Festival du nouveau cinéma : Première classe
Le Festival du nouveau cinéma se poursuit jusqu’au 23 octobre. Hâtez-vous, il y a encore de très belles choses à ne pas manquer.
UN HOMME SANS HISTOIRE
DE PIERRE MAILLARD (SUI.)
Vous souvenez-vous du sketch de RBO avec le réalisateur français prétentieux qui, ne sachant quoi tourner, désirait faire un "anti-film"? Pierre Maillard, lui, savait quoi tourner, soit une adaptation d’un roman de Don DeLillo, mais n’ayant pas trouvé de financement, il s’est retrouvé à faire une docufiction décousue avec des essais et des bouts d’archives – l’anti-film, quoi! Le résultat n’est pas complètement sans intérêt mais, même si le film ne dure que 75 minutes, ça demeure plutôt barbant. (20 et 21 oct.) (K. Laforest)
METAL: A HEADBANGER’S JOURNEY
DE SAM DUNN, SCOT MCFAYDEN ET JESSICA JOY WISE (CAN.)
Sam Dunn est tombé dans la marmite heavy metal dans sa jeunesse. Il a par la suite fait des études en anthropologie. Puisant à même son double bagage de fan fini et d’universitaire diplômé, il pose ici sa grille d’analyse sur une sous-culture musicale complexe, dont il retrace les origines et met en relief les particularités. Appelant à la barre des témoins convaincants et convaincus (musiciens, critiques, musicologues, fondus…), Dunn prend fait et cause pour la musique. Pénétrant. (21 et 22 oct.) (M. Defoy)
MAIN HOON NA
DE FARAH KAHN (IN.)

DONNÉES EXTRAITES.
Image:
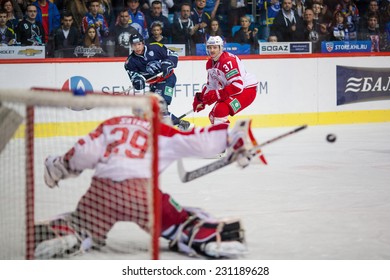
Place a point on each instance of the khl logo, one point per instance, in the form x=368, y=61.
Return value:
x=77, y=83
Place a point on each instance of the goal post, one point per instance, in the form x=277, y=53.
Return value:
x=52, y=122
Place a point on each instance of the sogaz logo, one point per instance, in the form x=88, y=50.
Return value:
x=77, y=83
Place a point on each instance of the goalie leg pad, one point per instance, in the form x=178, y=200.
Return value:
x=60, y=238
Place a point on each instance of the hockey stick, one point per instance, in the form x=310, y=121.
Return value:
x=127, y=91
x=9, y=123
x=185, y=114
x=186, y=176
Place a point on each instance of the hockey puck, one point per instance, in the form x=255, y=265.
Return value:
x=331, y=138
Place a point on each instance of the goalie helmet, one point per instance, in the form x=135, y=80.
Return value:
x=214, y=41
x=136, y=38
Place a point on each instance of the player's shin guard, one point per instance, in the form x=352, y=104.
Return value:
x=206, y=236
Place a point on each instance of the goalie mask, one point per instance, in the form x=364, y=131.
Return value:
x=214, y=46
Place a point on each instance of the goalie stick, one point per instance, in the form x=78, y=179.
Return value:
x=187, y=176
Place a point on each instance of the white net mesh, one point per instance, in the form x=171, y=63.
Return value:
x=84, y=213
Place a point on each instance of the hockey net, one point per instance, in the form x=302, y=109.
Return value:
x=52, y=122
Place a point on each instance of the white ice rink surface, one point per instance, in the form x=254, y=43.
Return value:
x=313, y=201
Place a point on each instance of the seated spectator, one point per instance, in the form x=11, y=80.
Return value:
x=212, y=7
x=29, y=31
x=95, y=19
x=272, y=38
x=8, y=36
x=157, y=37
x=91, y=37
x=214, y=29
x=165, y=6
x=183, y=28
x=371, y=32
x=338, y=28
x=372, y=7
x=288, y=26
x=107, y=10
x=299, y=7
x=268, y=9
x=237, y=9
x=201, y=20
x=247, y=36
x=120, y=34
x=312, y=30
x=14, y=13
x=137, y=18
x=155, y=14
x=91, y=44
x=78, y=9
x=351, y=14
x=66, y=38
x=50, y=18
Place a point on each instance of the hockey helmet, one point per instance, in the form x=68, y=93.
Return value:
x=136, y=38
x=215, y=41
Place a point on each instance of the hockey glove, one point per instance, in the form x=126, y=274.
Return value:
x=197, y=105
x=56, y=170
x=153, y=67
x=138, y=82
x=213, y=96
x=167, y=67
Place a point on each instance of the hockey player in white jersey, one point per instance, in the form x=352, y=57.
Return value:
x=118, y=152
x=229, y=88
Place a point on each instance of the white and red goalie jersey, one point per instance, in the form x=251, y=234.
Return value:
x=229, y=74
x=118, y=148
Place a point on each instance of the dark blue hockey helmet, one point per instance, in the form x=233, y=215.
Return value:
x=136, y=38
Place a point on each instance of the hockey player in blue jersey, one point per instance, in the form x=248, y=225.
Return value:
x=154, y=64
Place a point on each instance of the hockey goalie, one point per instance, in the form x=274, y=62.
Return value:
x=117, y=151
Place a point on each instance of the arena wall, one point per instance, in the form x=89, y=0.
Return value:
x=291, y=91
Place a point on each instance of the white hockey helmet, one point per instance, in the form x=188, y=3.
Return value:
x=214, y=41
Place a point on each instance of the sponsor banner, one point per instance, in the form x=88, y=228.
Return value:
x=11, y=52
x=285, y=47
x=179, y=48
x=233, y=48
x=358, y=84
x=345, y=46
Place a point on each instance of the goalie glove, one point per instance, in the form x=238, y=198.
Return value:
x=240, y=141
x=137, y=80
x=167, y=67
x=153, y=67
x=55, y=170
x=197, y=105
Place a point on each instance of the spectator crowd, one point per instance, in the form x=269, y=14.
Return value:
x=74, y=28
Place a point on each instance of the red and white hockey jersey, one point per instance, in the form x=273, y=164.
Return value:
x=118, y=148
x=228, y=73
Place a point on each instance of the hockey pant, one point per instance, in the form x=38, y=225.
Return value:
x=107, y=202
x=232, y=105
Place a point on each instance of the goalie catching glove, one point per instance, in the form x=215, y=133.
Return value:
x=207, y=98
x=240, y=141
x=55, y=170
x=205, y=235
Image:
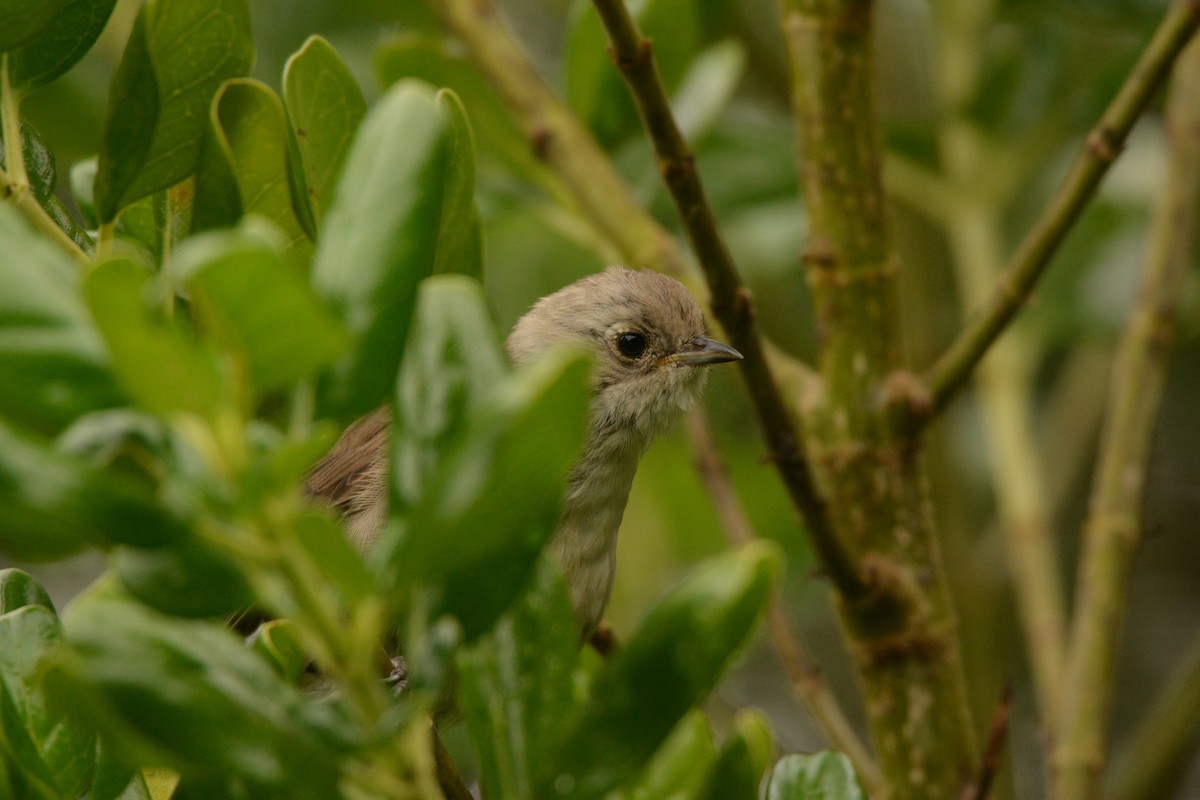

CONSIGNE 1. D'après l'article, dans quelle discipline Sam Dunn a-t-il fait des études ?
CONSIGNE 2. Recopiez fidèlement le passage de l'article qui commence à « METAL: A HEADBANGER’S » et se termine à « oct.) (M. Defoy) ».

RÉPONSE COMPLÈTE 1. En anthropologie.

RÉPONSE COMPLÈTE 2.
METAL: A HEADBANGER’S JOURNEY
DE SAM DUNN, SCOT MCFAYDEN ET JESSICA JOY WISE (CAN.)
Sam Dunn est tombé dans la marmite heavy metal dans sa jeunesse. Il a par la suite fait des études en anthropologie. Puisant à même son double bagage de fan fini et d’universitaire diplômé, il pose ici sa grille d’analyse sur une sous-culture musicale complexe, dont il retrace les origines et met en relief les particularités. Appelant à la barre des témoins convaincants et convaincus (musiciens, critiques, musicologues, fondus…), Dunn prend fait et cause pour la musique. Pénétrant. (21 et 22 oct.) (M. Defoy)